EXTRACTED INFORMATION start
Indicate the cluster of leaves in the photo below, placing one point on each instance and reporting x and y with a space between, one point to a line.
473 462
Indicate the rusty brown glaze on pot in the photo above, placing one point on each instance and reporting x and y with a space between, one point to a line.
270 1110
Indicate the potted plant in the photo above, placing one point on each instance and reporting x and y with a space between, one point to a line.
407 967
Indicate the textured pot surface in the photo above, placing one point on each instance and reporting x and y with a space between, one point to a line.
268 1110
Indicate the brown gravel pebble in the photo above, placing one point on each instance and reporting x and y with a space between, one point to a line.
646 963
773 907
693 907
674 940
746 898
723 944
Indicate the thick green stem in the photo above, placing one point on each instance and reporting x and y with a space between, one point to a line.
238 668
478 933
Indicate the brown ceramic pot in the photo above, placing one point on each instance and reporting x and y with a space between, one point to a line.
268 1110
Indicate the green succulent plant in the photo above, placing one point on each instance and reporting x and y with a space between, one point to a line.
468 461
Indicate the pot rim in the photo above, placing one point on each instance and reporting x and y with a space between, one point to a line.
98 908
EXTRACTED INFORMATION end
EXTRACTED INFORMATION start
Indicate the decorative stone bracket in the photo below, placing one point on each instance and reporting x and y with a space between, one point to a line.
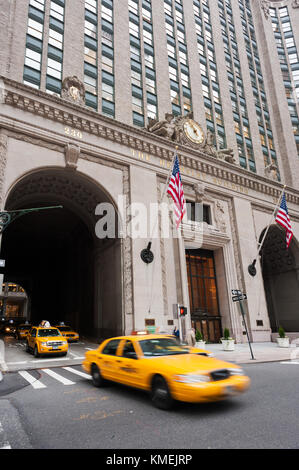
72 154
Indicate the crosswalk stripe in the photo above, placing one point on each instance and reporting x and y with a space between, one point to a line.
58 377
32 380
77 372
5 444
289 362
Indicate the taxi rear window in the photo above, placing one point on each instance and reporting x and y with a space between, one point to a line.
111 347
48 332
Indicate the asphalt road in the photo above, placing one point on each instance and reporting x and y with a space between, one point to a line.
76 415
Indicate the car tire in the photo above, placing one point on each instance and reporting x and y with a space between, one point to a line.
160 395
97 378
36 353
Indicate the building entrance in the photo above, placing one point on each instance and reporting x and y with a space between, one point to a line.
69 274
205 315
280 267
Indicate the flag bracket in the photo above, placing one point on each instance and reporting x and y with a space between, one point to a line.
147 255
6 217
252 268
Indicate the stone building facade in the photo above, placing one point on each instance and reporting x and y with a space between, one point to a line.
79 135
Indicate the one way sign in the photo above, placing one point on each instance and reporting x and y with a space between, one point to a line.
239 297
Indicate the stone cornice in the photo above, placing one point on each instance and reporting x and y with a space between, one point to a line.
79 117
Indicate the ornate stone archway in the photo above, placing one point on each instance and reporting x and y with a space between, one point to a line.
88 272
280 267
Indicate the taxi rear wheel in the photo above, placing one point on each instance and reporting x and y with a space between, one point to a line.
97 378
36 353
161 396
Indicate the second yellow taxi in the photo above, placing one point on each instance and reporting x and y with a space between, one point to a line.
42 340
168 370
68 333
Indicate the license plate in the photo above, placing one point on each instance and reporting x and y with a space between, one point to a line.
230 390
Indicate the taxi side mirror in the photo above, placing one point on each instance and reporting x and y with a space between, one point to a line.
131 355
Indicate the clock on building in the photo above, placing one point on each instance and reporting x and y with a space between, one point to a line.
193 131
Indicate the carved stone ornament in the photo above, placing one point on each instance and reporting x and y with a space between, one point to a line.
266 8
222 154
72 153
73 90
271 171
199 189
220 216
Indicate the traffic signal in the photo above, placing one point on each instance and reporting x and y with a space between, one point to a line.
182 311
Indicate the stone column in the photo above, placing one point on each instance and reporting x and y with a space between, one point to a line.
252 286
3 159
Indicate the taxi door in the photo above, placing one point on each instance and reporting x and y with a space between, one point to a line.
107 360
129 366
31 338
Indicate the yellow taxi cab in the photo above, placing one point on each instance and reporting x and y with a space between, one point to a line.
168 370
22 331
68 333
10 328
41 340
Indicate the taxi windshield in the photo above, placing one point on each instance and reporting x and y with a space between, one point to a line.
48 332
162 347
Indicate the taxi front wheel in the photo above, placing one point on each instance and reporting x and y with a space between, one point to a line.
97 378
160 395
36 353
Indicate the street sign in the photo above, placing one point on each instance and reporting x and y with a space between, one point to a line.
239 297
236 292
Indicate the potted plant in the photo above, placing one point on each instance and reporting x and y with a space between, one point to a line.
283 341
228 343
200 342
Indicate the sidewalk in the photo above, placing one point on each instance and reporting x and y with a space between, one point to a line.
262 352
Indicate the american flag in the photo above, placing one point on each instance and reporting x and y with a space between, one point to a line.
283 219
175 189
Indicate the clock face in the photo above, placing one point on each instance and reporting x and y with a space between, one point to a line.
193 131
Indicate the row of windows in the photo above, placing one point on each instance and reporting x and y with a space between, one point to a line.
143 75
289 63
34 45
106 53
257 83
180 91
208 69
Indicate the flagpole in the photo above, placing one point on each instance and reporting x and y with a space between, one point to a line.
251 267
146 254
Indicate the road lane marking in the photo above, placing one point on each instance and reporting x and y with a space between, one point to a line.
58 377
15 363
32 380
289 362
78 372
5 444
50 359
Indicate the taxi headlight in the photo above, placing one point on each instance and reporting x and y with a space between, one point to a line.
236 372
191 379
EXTRACTED INFORMATION end
WHAT IS REQUIRED: Which of the rows above contain the word "brown"? Pick out each of them and copy it in full.

FULL RESPONSE:
Indicate the rusty brown glaze on pot in the photo above, placing one point on each instance and reporting x and y with a space between, one point to a line.
Indicate the brown gravel pebble in the photo above, placing one point on each instance and reporting x and y with a space between, one point to a line.
Indicate the brown ceramic pot in the photo above, placing one point on each instance and reporting x and y with a space between, one point to a line.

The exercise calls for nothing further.